[Excerpts from point annotation data]
★ ★ ★ ★ ★

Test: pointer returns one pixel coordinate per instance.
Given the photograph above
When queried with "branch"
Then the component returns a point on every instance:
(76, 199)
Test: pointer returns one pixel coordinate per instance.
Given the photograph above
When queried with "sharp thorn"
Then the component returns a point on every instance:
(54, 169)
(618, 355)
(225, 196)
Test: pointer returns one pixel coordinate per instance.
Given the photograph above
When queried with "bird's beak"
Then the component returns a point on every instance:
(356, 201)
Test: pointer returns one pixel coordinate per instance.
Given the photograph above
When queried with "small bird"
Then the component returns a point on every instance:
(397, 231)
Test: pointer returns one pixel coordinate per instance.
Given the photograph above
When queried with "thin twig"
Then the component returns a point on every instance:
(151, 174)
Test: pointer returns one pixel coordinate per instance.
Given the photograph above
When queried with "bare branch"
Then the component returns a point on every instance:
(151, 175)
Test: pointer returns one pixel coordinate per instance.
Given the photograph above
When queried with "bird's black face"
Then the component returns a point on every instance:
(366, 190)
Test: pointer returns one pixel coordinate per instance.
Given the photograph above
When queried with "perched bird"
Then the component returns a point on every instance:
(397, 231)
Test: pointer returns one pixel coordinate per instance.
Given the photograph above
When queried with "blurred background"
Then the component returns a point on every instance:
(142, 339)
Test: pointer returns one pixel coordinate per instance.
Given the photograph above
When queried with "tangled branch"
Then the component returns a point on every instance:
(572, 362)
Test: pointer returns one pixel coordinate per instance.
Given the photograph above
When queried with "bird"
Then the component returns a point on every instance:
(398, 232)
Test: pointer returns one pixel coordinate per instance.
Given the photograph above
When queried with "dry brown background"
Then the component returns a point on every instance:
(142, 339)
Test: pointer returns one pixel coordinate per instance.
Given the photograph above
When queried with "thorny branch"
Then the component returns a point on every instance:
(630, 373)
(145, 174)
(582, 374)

★ ★ ★ ★ ★

## THE EXERCISE:
Above are the records; copy all of them exactly.

## EXERCISE ANSWER:
Test: pointer returns one pixel coordinate per instance.
Given the photograph above
When queried with "branch"
Then the component returns a point on every instance:
(76, 199)
Test: pointer returns one pixel coordinate per instance.
Given the photograph above
When queried with "sharp thorn"
Then the component returns a point on every instance:
(54, 169)
(618, 355)
(225, 196)
Test: pointer returns one pixel coordinate per instance.
Given the photograph above
When queried with "bird's beak"
Then the component returns a point on every instance:
(356, 201)
Test: pointer returns one pixel coordinate per instance.
Given the photograph above
When queried with "small bird"
Then the component returns a point on every instance:
(397, 231)
Test: pointer returns one pixel coordinate per instance.
Given the photograph above
When queried with "thin twig"
Then the component returns a point on every instance:
(151, 174)
Test: pointer returns one pixel coordinate per instance.
Given the photograph above
When queried with "bare branch"
Then the component returns a point on every instance:
(151, 175)
Test: pointer returns one pixel coordinate per instance.
Given the photograph above
When queried with "bird's black face"
Then the component returns a point on every instance:
(366, 190)
Test: pointer returns one pixel coordinate per instance.
Given the photograph above
When queried with "perched bird"
Then the component returns a point on every instance:
(397, 231)
Test: pointer returns one pixel coordinate per instance.
Given the photograph above
When queried with "blurred background"
Then the component returns a point on every instance:
(142, 339)
Test: pointer returns one pixel coordinate per instance.
Given the photograph above
When queried with "tangled branch"
Then the component returns a point on every instance:
(572, 362)
Test: pointer returns one pixel coordinate per instance.
Given the photograph above
When queried with "bird"
Then the component returns a point on every instance:
(398, 232)
Test: pointer returns one pixel coordinate per instance.
Given the photograph above
When queried with "dry brown background"
Then the component returns a point on every instance:
(142, 339)
Test: pointer returns one pixel coordinate per instance.
Given the photograph above
When queried with "thorny branch"
Then the component returns a point on every instance:
(630, 373)
(145, 174)
(582, 374)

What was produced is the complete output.